EXERCISE OBJECTIVE:
Locate all lines in the data below that hold "ceiling" and show them.

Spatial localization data
.....

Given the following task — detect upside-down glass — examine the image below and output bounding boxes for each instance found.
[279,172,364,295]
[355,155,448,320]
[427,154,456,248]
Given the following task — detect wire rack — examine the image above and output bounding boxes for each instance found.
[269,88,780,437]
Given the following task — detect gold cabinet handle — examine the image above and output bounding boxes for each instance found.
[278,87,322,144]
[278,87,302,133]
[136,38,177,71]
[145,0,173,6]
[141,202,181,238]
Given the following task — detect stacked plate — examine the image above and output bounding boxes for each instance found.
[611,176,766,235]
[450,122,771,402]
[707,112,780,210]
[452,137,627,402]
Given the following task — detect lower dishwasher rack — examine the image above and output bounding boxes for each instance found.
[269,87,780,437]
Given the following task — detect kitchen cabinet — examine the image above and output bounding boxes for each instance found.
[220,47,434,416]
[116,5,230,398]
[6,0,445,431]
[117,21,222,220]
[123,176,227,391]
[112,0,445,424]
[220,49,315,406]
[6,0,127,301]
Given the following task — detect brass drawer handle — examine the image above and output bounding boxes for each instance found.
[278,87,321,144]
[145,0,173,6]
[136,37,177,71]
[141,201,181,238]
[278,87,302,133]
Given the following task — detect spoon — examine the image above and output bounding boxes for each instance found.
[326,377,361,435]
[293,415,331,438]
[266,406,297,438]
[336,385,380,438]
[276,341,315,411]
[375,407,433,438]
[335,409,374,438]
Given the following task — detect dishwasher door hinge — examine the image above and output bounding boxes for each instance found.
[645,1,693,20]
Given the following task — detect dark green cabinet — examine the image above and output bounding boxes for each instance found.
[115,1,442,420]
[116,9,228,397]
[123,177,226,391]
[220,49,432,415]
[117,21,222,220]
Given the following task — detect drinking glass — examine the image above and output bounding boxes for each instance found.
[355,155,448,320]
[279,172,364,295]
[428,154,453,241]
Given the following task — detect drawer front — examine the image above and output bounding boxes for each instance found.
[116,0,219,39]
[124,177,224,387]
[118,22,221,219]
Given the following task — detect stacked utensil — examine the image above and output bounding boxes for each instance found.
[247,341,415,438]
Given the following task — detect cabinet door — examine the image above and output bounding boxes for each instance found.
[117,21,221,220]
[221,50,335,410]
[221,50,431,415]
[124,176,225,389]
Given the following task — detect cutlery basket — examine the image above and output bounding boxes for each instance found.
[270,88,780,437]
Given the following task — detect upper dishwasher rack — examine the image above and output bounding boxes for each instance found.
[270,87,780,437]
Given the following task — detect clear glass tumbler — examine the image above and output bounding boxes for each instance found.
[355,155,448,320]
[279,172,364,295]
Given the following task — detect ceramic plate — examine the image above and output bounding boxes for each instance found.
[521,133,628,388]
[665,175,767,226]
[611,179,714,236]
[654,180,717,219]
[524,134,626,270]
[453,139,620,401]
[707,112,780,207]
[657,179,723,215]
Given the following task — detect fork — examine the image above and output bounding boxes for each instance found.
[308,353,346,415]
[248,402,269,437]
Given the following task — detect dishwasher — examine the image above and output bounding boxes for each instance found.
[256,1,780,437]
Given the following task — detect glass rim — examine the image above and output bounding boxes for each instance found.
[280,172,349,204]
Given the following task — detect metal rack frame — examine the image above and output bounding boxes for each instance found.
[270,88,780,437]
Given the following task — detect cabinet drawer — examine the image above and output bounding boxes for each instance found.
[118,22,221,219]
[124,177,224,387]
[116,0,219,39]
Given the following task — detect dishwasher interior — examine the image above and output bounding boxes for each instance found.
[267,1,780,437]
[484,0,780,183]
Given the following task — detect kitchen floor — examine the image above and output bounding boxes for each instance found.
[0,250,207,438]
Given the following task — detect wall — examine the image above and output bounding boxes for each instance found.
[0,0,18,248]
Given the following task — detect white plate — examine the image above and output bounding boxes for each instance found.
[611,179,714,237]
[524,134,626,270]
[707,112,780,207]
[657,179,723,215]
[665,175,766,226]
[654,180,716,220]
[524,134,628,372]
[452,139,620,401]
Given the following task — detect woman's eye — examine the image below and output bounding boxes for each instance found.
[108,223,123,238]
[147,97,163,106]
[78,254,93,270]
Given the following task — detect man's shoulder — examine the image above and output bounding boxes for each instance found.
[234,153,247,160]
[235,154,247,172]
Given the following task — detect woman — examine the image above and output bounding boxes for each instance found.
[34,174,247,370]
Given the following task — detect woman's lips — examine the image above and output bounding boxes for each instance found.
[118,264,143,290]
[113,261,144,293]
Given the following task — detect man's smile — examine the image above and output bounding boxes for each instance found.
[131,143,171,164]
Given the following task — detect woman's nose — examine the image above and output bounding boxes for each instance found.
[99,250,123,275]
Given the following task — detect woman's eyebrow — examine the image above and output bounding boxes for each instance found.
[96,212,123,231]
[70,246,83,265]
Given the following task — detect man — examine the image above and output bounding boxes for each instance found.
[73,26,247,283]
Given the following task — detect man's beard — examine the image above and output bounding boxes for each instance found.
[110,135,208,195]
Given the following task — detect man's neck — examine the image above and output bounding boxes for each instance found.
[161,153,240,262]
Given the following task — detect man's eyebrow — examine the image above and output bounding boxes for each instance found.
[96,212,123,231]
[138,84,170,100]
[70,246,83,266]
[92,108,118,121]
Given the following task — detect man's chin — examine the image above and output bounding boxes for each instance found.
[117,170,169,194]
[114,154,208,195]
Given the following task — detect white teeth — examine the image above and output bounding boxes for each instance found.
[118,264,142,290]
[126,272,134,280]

.....

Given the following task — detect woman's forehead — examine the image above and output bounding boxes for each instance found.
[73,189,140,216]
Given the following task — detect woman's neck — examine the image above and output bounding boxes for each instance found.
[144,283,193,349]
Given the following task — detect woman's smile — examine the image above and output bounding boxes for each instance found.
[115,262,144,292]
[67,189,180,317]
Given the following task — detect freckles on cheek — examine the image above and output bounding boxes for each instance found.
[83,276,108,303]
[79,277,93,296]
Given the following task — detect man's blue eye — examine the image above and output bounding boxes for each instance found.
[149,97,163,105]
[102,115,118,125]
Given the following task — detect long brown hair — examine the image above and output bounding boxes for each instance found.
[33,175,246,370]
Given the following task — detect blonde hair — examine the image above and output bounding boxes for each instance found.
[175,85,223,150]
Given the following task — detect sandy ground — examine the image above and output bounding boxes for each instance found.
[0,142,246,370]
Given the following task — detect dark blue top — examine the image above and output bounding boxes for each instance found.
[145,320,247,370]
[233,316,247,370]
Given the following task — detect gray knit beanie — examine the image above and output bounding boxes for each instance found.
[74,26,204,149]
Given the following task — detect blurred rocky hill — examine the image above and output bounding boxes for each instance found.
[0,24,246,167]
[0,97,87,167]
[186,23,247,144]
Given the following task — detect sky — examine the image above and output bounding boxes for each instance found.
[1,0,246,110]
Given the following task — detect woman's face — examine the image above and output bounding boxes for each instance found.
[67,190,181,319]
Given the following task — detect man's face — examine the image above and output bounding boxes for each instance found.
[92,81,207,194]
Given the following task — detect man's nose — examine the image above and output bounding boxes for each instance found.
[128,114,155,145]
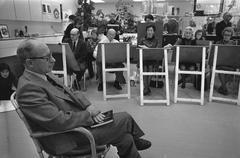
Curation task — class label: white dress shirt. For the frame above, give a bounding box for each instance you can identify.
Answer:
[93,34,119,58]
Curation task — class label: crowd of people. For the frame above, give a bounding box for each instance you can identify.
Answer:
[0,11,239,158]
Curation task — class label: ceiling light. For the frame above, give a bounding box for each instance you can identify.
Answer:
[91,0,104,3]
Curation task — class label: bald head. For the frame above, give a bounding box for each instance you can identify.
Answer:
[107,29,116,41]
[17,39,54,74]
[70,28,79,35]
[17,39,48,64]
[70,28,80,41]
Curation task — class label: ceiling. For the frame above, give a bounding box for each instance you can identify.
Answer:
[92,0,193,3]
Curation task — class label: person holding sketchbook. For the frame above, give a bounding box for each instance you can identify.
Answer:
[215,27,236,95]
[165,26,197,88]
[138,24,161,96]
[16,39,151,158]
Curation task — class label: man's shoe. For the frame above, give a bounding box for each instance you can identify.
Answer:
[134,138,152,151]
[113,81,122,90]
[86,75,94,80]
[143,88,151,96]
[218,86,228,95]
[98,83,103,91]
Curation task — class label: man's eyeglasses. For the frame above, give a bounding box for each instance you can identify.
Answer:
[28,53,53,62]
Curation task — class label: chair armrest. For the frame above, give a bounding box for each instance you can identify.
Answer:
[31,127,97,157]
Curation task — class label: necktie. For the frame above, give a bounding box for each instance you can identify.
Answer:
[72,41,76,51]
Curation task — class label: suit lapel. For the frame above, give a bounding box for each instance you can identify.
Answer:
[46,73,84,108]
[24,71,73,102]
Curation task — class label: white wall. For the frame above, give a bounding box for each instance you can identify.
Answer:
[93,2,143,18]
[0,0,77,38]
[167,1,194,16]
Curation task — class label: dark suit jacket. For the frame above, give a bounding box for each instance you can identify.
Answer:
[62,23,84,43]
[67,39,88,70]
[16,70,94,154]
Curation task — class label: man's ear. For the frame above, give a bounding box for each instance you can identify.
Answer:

.....

RESPONSE TO THIS EXERCISE:
Curation task — class label: ceiling light. For the frame above, give a bounding box for each instance you can identify.
Curation task — class label: ceiling. For the frame above, give a bounding box for each instance you can identify.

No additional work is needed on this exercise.